◆ What the task requires
Copy the following lines verbatim, from the line containing "For each instance of the large" up to and including the line containing "[[601, 380], [424, 332], [142, 373], [290, 307]]".

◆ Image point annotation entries

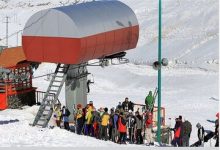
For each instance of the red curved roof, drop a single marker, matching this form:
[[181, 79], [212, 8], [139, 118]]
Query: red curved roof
[[78, 33], [10, 57]]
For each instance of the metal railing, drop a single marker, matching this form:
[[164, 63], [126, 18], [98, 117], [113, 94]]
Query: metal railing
[[40, 96]]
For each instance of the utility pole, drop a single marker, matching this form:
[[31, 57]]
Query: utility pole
[[159, 74], [7, 30], [17, 37]]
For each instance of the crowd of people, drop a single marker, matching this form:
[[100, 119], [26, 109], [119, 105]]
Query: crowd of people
[[124, 125], [120, 124]]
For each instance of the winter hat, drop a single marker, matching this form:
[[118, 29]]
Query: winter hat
[[79, 106], [198, 125]]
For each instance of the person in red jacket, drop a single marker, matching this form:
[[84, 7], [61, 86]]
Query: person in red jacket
[[177, 129], [148, 130], [122, 128]]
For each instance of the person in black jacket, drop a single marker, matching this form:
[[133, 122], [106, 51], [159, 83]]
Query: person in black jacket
[[111, 123], [201, 134], [65, 117], [125, 105], [131, 120]]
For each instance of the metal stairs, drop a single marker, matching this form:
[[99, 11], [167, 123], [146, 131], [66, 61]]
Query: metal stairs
[[46, 109]]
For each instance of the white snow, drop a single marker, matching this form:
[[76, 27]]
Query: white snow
[[189, 84]]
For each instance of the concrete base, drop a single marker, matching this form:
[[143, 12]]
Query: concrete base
[[76, 89]]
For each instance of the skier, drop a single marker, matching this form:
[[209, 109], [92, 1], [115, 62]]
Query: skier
[[104, 124], [139, 124], [131, 120], [149, 100], [176, 140], [122, 128], [115, 133], [65, 117], [186, 130], [125, 105], [131, 106], [149, 126], [111, 121], [79, 119], [96, 123], [57, 115], [217, 130], [201, 134], [89, 117]]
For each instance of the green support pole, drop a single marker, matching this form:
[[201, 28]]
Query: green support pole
[[159, 74]]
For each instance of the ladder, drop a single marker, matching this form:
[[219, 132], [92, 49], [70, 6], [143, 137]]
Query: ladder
[[46, 109]]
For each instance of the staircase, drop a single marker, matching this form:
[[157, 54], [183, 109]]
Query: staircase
[[46, 109]]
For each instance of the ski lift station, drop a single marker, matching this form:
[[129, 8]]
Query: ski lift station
[[70, 36]]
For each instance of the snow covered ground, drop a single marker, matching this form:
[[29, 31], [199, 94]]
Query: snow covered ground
[[189, 84]]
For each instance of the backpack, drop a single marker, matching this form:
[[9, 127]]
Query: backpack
[[186, 128], [67, 112]]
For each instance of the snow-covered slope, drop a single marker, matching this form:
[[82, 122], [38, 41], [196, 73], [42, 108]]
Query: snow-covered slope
[[189, 84]]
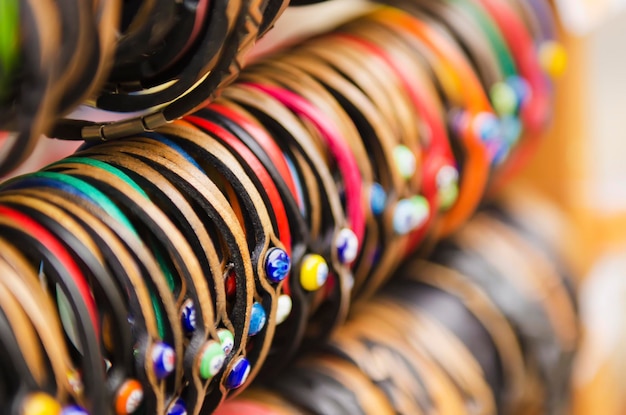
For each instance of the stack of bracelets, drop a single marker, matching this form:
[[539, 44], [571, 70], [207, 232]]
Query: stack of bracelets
[[229, 224], [487, 324]]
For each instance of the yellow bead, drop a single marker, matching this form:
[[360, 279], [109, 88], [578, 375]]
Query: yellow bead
[[41, 404], [313, 272], [553, 58]]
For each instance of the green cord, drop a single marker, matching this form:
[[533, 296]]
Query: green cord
[[9, 44], [493, 34]]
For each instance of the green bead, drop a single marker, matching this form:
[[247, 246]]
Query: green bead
[[212, 359], [405, 161], [504, 99], [447, 187]]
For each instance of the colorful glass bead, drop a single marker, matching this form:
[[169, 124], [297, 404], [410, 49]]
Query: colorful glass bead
[[409, 214], [447, 186], [227, 340], [258, 317], [177, 408], [283, 308], [129, 397], [188, 316], [314, 272], [238, 373], [277, 265], [40, 403], [511, 130], [74, 410], [347, 246], [503, 98], [378, 199], [163, 360], [211, 360], [405, 161], [486, 127]]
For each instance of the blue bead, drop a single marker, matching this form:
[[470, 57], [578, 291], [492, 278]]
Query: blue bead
[[347, 246], [177, 408], [188, 316], [277, 264], [74, 410], [488, 127], [257, 319], [511, 130], [378, 199], [238, 374], [163, 360]]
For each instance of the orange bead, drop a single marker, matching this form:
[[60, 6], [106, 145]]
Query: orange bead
[[41, 404], [129, 397]]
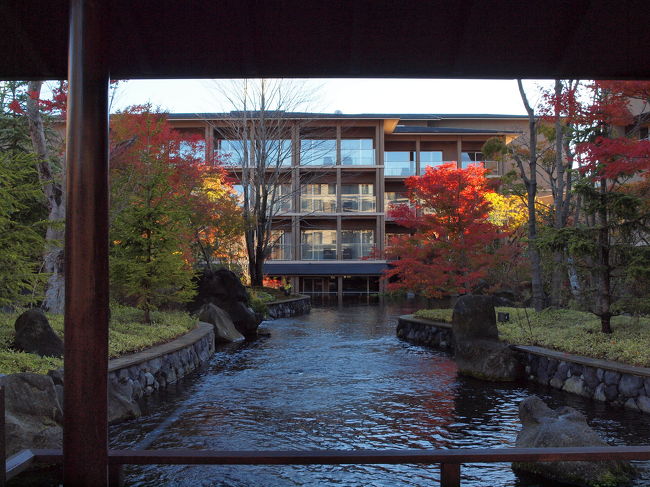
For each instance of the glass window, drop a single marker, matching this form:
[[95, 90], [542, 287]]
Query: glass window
[[358, 152], [356, 244], [358, 197], [274, 153], [317, 152], [399, 163], [318, 198], [281, 199], [193, 149], [281, 249], [393, 198], [468, 158], [318, 244], [430, 158], [278, 153]]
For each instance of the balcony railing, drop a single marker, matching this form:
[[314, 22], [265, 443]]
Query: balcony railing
[[401, 168], [318, 203], [318, 251], [355, 251], [358, 203], [358, 157], [281, 252]]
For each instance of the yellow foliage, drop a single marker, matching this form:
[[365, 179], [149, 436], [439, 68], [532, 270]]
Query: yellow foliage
[[507, 211]]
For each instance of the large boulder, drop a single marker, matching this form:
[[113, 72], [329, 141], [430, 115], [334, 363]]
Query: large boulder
[[224, 328], [477, 349], [224, 289], [565, 427], [33, 415], [35, 335]]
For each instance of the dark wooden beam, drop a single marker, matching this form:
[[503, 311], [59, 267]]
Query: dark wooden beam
[[85, 433]]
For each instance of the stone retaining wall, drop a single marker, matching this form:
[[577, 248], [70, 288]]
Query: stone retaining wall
[[601, 380], [424, 332], [142, 373], [290, 307]]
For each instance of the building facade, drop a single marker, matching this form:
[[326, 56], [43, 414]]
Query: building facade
[[340, 174]]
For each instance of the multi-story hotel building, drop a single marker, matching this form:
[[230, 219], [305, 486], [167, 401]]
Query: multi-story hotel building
[[333, 220]]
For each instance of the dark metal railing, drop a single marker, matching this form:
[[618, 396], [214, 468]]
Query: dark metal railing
[[450, 461]]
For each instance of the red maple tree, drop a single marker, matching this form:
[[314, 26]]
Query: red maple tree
[[450, 247]]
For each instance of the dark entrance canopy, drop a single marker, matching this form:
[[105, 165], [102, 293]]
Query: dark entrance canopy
[[340, 38], [90, 41]]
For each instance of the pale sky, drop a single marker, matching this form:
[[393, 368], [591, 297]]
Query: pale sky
[[348, 95]]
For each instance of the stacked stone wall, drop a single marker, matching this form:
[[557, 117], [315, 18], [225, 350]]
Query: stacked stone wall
[[601, 380]]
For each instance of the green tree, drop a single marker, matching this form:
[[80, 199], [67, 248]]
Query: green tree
[[150, 257], [21, 238]]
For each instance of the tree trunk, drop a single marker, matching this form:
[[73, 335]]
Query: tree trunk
[[531, 187], [53, 257], [603, 269]]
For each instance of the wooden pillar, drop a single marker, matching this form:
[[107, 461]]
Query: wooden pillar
[[85, 433]]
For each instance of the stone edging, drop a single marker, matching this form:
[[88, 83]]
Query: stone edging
[[290, 307], [611, 382], [140, 374]]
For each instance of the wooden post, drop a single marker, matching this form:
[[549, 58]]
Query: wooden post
[[450, 475], [85, 434], [3, 438]]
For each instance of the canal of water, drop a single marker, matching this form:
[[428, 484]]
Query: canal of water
[[338, 378]]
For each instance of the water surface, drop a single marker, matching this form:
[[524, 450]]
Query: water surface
[[340, 379]]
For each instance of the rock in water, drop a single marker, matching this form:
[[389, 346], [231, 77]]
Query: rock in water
[[224, 328], [35, 335], [34, 416], [224, 289], [565, 427], [477, 349]]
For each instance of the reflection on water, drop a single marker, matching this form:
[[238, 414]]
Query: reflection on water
[[340, 379]]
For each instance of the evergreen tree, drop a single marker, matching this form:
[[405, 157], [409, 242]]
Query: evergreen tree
[[21, 238]]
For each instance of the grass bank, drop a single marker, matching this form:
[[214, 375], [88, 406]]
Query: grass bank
[[571, 332], [126, 335]]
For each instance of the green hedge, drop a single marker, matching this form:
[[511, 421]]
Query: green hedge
[[571, 332], [126, 335]]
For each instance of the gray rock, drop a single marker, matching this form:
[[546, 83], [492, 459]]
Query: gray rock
[[488, 360], [477, 351], [611, 377], [643, 403], [611, 392], [224, 289], [121, 404], [35, 335], [474, 319], [562, 371], [565, 427], [630, 385], [575, 385], [224, 328], [591, 377], [575, 369], [34, 417]]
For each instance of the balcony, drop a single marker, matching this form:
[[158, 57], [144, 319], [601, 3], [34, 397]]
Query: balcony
[[281, 252], [318, 251], [356, 251], [358, 203]]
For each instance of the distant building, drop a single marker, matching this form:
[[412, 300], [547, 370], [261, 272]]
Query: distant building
[[340, 183]]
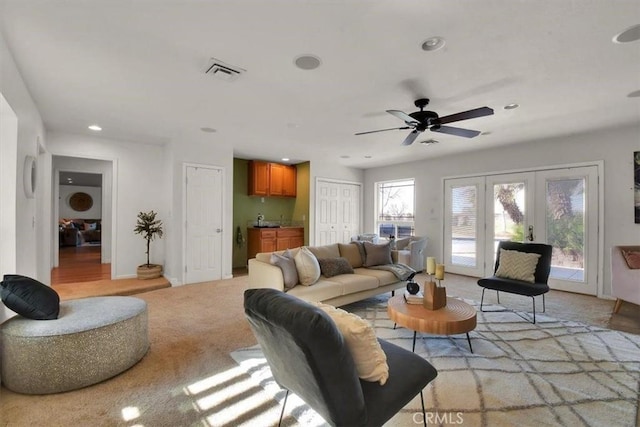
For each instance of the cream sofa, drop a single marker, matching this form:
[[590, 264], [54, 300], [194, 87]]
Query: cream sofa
[[337, 290]]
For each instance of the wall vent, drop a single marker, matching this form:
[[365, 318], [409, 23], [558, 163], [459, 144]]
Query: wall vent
[[222, 71]]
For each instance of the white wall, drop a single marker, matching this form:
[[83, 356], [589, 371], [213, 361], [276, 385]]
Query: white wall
[[614, 147], [28, 227], [138, 171]]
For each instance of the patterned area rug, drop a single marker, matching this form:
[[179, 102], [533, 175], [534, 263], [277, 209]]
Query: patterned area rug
[[552, 373]]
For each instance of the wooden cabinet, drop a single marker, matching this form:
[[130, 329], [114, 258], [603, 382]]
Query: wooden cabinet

◆ Exercise response
For each instance of the large boulder, drop a single marker, matching this form:
[[113, 72], [329, 141], [430, 115], [334, 363]]
Query: large boulder
[[224, 328], [477, 349], [224, 289], [565, 427], [33, 415], [35, 335]]
For each instance of the dark wooden beam, drop a single marker, matching this form:
[[503, 311], [59, 267]]
Query: dark wooden beam
[[85, 433]]
For each instance of the stone retaining wall, drop a single marker, matching this form:
[[577, 248], [70, 288]]
Query: stone retaining wall
[[601, 380], [424, 332], [142, 373], [290, 307]]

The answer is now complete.